Emsal Mahkeme Kararı Ankara 2. Asliye Ticaret Mahkemesi 2023/169 E. 2023/418 K. 29.05.2023 T.

Görüntülediğiniz mahkeme kararı henüz kesinleşmemiştir. Yararlı olması amacıyla eklenmiştir.

T.C. … 2. ASLİYE TİCARET MAHKEMESİ
TÜRK MİLLETİ ADINA
YARGILAMA YETKİSİNİ KULLANAN
T.C.

2. ASLİYE TİCARET MAHKEMESİ
GEREKÇELİ KARAR
ESAS NO : 2023/169 Esas
KARAR NO : 2023/418

HAKİM : … …
KATİP : … …

DAVACI : … – …
VEKİLİ : Av. … -…
DAVALI : … – … …
VEKİLİ : Av. … -…

DAVA : Ticari Şirket (Ortaklıktan Çıkma Veya Çıkarılmaya İlişkin)

Kaynak kayıtlar:
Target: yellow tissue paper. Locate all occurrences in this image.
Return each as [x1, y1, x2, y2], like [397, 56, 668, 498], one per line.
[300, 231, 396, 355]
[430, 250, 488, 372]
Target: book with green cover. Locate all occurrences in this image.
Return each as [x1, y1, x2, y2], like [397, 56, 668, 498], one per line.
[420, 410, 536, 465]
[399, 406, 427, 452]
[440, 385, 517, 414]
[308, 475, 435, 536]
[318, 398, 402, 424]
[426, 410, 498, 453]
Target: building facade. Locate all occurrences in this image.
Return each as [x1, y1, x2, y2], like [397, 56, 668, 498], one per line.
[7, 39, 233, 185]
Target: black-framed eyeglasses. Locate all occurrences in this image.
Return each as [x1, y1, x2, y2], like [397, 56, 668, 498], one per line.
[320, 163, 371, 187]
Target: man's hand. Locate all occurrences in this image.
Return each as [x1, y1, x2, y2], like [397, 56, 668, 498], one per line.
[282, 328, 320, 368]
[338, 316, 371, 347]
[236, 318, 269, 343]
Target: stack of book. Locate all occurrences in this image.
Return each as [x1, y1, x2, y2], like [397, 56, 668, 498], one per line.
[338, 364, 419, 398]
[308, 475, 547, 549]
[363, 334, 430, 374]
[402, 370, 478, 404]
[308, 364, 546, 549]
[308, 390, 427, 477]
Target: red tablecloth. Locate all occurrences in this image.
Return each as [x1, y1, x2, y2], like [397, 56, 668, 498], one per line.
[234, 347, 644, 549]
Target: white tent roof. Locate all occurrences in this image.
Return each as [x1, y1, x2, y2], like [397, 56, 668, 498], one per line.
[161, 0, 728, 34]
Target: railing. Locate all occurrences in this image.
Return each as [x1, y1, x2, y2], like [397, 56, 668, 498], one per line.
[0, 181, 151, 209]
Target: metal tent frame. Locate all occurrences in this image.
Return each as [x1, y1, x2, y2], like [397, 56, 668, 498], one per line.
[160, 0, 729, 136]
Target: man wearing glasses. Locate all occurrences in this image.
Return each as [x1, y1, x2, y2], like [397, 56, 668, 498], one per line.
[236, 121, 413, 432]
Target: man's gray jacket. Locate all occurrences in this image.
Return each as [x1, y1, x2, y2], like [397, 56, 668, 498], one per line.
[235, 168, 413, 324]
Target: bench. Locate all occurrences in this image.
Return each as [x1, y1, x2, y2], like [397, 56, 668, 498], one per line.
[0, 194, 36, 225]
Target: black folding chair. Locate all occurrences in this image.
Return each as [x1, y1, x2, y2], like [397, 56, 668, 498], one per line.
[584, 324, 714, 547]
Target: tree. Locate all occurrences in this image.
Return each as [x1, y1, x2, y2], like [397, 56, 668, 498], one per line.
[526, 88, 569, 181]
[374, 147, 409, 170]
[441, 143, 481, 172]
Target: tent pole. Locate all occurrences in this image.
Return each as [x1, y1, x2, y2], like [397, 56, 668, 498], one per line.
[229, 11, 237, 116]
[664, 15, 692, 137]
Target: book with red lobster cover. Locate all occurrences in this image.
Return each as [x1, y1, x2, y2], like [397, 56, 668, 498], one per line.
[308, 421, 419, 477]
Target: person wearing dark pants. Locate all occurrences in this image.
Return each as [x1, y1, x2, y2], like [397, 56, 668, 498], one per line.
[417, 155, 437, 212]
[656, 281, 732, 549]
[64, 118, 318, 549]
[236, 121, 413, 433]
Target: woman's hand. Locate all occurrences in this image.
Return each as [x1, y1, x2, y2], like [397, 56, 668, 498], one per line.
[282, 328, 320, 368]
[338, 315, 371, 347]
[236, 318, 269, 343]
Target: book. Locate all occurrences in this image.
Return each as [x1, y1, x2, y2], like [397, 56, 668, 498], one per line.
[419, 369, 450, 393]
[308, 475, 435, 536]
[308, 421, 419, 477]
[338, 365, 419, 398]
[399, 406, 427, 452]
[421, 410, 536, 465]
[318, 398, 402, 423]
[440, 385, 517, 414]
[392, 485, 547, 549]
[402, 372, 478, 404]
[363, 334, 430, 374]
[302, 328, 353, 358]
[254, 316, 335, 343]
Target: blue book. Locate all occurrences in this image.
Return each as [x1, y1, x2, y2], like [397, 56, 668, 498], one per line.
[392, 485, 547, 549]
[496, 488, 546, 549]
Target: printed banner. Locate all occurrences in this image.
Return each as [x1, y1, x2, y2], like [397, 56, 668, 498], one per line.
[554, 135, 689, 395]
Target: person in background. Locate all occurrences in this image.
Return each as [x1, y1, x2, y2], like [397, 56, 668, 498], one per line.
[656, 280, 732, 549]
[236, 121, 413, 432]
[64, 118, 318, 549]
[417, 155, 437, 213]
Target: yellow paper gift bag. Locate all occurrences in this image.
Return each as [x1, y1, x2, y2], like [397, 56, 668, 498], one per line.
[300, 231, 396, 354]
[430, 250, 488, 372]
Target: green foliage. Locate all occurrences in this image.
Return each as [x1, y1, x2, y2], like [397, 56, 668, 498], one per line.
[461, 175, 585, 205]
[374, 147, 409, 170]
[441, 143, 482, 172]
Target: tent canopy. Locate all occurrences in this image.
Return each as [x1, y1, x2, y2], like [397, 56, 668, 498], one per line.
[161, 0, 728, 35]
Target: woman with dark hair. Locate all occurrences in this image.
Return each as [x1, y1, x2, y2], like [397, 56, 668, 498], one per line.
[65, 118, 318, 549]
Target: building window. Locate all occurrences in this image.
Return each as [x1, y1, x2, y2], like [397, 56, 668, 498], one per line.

Talimatlarınız:
Seçilen metindeki mahkeme kararı hangi tarihte verilmiştir?

Alıştırma Cevabı:
Karar 29.05.2023 tarihinde verilmiştir.